_What you need to do:_
Every line below that holds the word "rough" must be listed.

(Collected data)
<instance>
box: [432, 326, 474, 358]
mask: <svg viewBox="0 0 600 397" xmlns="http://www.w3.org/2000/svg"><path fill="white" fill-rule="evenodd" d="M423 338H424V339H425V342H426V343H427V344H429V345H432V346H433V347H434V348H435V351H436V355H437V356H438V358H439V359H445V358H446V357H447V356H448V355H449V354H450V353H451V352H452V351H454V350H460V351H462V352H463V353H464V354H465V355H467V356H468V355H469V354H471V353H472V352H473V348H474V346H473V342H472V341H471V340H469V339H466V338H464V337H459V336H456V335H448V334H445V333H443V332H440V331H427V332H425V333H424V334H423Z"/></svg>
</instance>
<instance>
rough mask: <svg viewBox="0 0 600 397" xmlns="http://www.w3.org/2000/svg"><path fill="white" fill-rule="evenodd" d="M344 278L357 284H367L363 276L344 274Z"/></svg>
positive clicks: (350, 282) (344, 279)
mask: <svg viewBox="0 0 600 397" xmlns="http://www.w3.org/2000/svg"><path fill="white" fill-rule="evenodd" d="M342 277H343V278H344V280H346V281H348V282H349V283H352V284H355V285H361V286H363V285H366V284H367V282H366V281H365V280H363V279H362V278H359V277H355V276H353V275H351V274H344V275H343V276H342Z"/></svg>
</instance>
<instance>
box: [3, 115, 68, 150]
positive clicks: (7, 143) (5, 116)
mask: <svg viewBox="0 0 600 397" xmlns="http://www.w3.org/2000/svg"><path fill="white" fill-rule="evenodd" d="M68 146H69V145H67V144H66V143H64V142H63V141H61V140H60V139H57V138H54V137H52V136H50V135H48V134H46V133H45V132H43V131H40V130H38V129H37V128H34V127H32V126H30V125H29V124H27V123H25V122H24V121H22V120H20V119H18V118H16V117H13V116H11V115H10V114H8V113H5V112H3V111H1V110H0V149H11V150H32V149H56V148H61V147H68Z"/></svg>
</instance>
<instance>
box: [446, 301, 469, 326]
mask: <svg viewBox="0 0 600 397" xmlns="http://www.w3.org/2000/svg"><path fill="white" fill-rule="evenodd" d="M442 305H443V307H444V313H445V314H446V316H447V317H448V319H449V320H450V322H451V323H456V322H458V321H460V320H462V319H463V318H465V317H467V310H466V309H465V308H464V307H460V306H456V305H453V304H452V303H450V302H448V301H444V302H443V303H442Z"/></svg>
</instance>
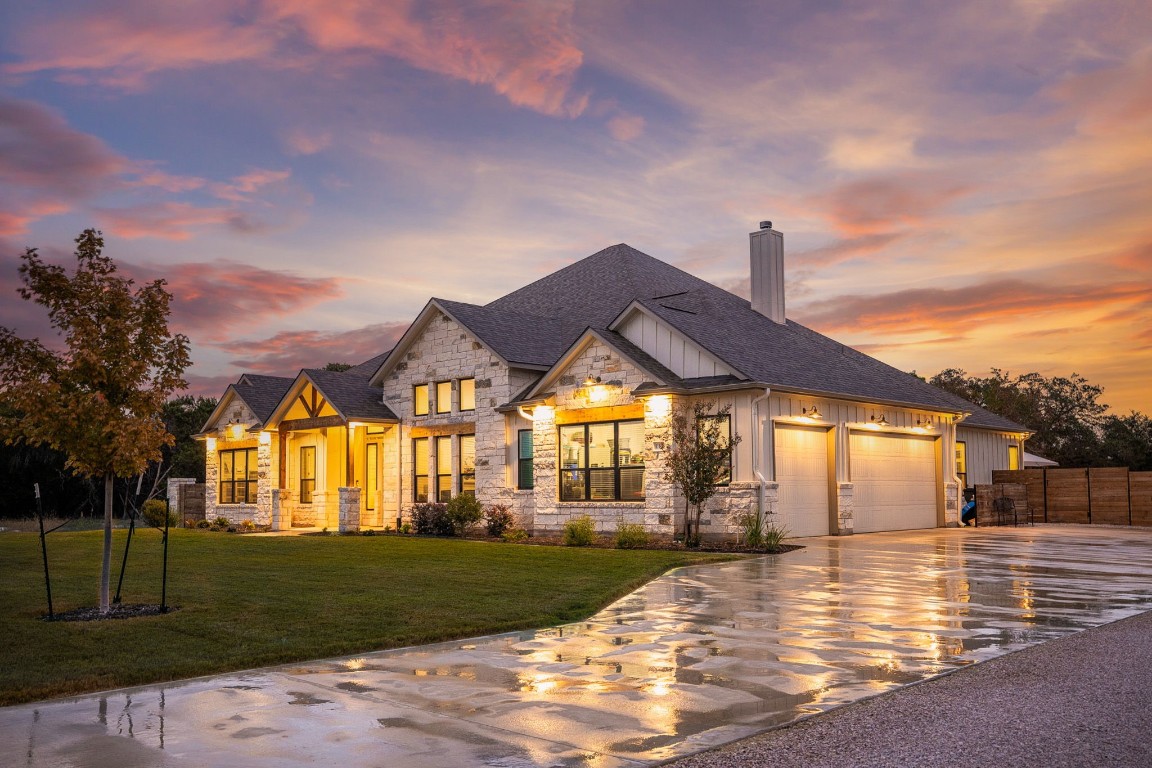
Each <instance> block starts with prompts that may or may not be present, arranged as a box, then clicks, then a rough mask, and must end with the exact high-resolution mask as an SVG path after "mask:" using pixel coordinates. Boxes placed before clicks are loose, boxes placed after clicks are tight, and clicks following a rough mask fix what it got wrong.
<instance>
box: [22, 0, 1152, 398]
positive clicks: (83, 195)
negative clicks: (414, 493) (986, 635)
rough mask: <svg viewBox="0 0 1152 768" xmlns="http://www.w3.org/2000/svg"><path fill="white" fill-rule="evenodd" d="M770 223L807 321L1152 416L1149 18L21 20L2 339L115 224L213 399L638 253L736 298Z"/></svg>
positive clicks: (128, 258)
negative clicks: (52, 272)
mask: <svg viewBox="0 0 1152 768" xmlns="http://www.w3.org/2000/svg"><path fill="white" fill-rule="evenodd" d="M761 219H770V220H772V221H773V222H774V225H775V228H776V229H779V230H781V231H783V233H785V244H786V250H787V257H786V259H787V271H788V299H787V301H788V315H789V317H790V318H791V319H794V320H797V321H799V322H803V324H805V325H808V326H810V327H812V328H814V329H817V330H819V332H821V333H825V334H828V335H831V336H833V337H835V339H836V340H839V341H842V342H844V343H849V344H851V345H855V347H857V348H858V349H862V350H864V351H866V352H869V353H871V355H873V356H876V357H879V358H880V359H882V360H885V362H887V363H890V364H892V365H895V366H897V367H900V368H902V370H905V371H912V370H915V371H917V372H919V373H922V374H932V373H935V372H937V371H940V370H941V368H945V367H962V368H965V370H967V371H969V372H970V373H980V374H986V373H987V371H988V368H991V367H993V366H995V367H1000V368H1005V370H1007V371H1009V372H1010V373H1013V374H1018V373H1026V372H1031V371H1038V372H1040V373H1043V374H1045V375H1056V374H1059V375H1067V374H1070V373H1073V372H1077V373H1081V374H1083V375H1085V377H1087V378H1089V380H1090V381H1092V382H1093V383H1098V385H1102V386H1104V387H1105V395H1104V397H1102V402H1106V403H1108V404H1111V405H1112V406H1113V410H1114V411H1116V412H1127V411H1129V410H1131V409H1136V410H1139V411H1143V412H1145V413H1149V412H1152V397H1150V391H1152V5H1150V3H1149V2H1147V0H1142V1H1134V2H1123V1H1116V2H1111V1H1107V2H1101V1H1100V0H1084V1H1076V0H1068V1H1061V0H994V1H988V2H965V1H963V0H961V1H958V2H923V1H920V0H909V1H907V2H896V1H893V2H831V1H829V2H824V1H819V0H789V1H767V0H764V1H760V2H736V1H730V2H728V1H723V0H715V1H710V2H700V1H697V2H677V1H667V2H654V1H627V0H584V1H578V2H571V1H561V0H547V1H545V0H538V1H531V0H528V1H521V2H511V1H505V0H485V1H483V2H446V1H426V2H400V1H395V2H387V1H385V0H248V1H236V0H200V1H198V2H157V1H156V0H116V1H106V2H104V1H91V0H85V1H79V0H78V1H75V2H66V1H53V0H46V1H43V2H24V3H17V2H6V3H2V6H0V296H2V299H0V325H3V326H8V327H15V328H16V330H17V332H18V333H21V334H22V335H40V334H44V333H46V330H45V329H46V325H45V321H44V319H43V317H41V315H40V313H39V312H38V311H37V307H35V306H32V305H31V304H29V303H25V302H22V301H21V299H20V298H18V297H17V296H16V294H15V287H16V286H17V284H18V277H17V274H16V265H17V263H18V258H17V257H18V254H20V253H21V252H22V251H23V249H24V248H25V246H29V245H35V246H38V248H39V249H40V251H41V253H43V254H45V256H46V257H47V258H50V259H53V260H61V261H65V260H70V253H71V250H73V238H74V237H75V236H76V235H77V234H78V233H79V231H81V230H82V229H84V228H86V227H97V228H99V229H101V230H103V231H104V234H105V237H106V241H107V251H106V252H107V253H108V254H109V256H112V257H113V258H115V259H116V260H118V261H119V263H121V264H122V266H123V268H124V269H126V271H128V272H129V273H130V274H132V275H134V276H137V277H141V279H152V277H156V276H164V277H166V279H167V280H168V281H169V288H170V290H172V291H173V294H174V295H175V303H174V313H173V322H174V327H175V328H176V329H177V330H181V332H183V333H187V334H188V335H189V336H190V337H191V340H192V344H194V358H195V360H196V363H195V365H194V366H192V367H191V368H190V370H189V375H188V379H189V381H190V383H191V389H192V391H196V393H199V394H209V395H213V396H214V395H219V394H220V393H221V391H222V389H223V387H225V386H226V383H227V382H229V381H233V380H235V378H236V375H237V374H238V373H240V372H242V371H245V370H247V371H256V372H262V373H275V374H282V375H293V374H295V372H296V371H297V370H298V368H300V367H303V366H319V365H324V364H325V363H327V362H329V360H340V362H348V363H358V362H362V360H364V359H366V358H369V357H371V356H373V355H376V353H378V352H381V351H384V350H386V349H388V348H389V347H391V345H392V343H393V341H394V340H395V339H396V337H397V336H399V334H400V333H401V332H402V330H403V328H404V327H406V326H407V324H408V322H410V321H411V320H412V319H414V318H415V315H416V313H417V312H418V311H419V310H420V307H423V306H424V304H425V302H426V301H427V299H429V297H431V296H438V297H444V298H449V299H455V301H463V302H472V303H486V302H488V301H491V299H493V298H495V297H498V296H501V295H503V294H506V292H508V291H510V290H513V289H515V288H518V287H521V286H523V284H526V283H528V282H530V281H532V280H535V279H537V277H540V276H543V275H545V274H547V273H550V272H553V271H555V269H558V268H560V267H561V266H564V265H567V264H570V263H571V261H574V260H576V259H578V258H582V257H584V256H588V254H590V253H593V252H596V251H598V250H600V249H602V248H605V246H607V245H611V244H614V243H619V242H626V243H628V244H630V245H632V246H635V248H637V249H639V250H642V251H644V252H646V253H650V254H652V256H654V257H657V258H660V259H662V260H665V261H668V263H670V264H674V265H676V266H679V267H681V268H683V269H687V271H689V272H691V273H694V274H697V275H699V276H702V277H704V279H706V280H710V281H712V282H714V283H717V284H720V286H722V287H725V288H728V289H729V290H733V291H735V292H737V294H743V295H745V296H746V291H748V286H746V283H748V268H749V267H748V233H749V231H751V230H753V229H756V227H757V222H758V221H760V220H761Z"/></svg>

_Output for this exercise:_
rough mask: <svg viewBox="0 0 600 397" xmlns="http://www.w3.org/2000/svg"><path fill="white" fill-rule="evenodd" d="M344 278L357 284H367L363 276L344 274Z"/></svg>
Each <instance> block starts with prompts that may or may not be present, arranged as a box, then clicks, then a rough mask, and must end with the exact high-resolution mask as an SVG path after "mask:" using pixel coordinates. Boxes placed before clicks are loose, boxes placed after clicks are tight, and clicks following a rough mask fix what it got wrong.
rough mask: <svg viewBox="0 0 1152 768" xmlns="http://www.w3.org/2000/svg"><path fill="white" fill-rule="evenodd" d="M770 223L807 321L1152 416L1149 18L21 20L2 339L115 224L213 399L638 253L736 298Z"/></svg>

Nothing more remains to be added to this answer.